__The request__: Rewrite the data below, replacing every instance of "detector" with "locator" and leaving everything else unchanged.

__Exercise input__:
= = = = = = =

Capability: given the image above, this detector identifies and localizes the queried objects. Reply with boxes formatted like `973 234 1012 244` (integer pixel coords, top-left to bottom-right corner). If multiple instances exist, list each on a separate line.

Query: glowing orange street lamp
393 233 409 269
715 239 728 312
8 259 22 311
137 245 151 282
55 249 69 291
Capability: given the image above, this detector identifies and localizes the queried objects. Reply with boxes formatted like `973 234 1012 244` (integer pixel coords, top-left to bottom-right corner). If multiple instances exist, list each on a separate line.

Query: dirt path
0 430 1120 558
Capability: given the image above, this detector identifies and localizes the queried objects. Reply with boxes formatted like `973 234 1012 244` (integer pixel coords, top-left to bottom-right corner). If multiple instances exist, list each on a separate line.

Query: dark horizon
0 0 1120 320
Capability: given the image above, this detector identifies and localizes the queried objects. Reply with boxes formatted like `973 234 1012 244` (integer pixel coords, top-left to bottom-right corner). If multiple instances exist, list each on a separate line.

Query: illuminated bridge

= = = = = = =

__Worked answer__:
Capability: given the image above, this locator identifies and localizes the queried objects. Reply with boxes formatted like `973 234 1012 244` (integer pixel coords, top-left to bottom-right corner). If multiple instances exist, list each on a separate line.

Query: glowing orange street lamp
393 233 409 269
715 239 728 312
8 259 22 311
137 245 151 282
55 249 69 291
Capability: given the image above, this locator identifies and localizes the queried objects. Reply with boxes formatted like `973 234 1012 244` (integer pixel coords, top-left to bottom-right corner). If multiple instances exist, list each on a separate line.

Query: dirt path
0 430 1120 558
Capability: given the image above, this locator identifies and localizes the queried objects. Reply with boxes formatted like `973 234 1012 244` (integer pixel coords, top-left to bottom-right corner). If multiple instances exist, list each on a separate line.

Query: dark horizon
0 0 1120 320
Capability: given the image above, this locator identifies and localizes the queried objects. Reply with boxes formatted like `973 234 1012 244` (integer pixel coords, top-left to bottom-right corner). If multiple instances exist, list each on a separate line.

Query: illuminated bridge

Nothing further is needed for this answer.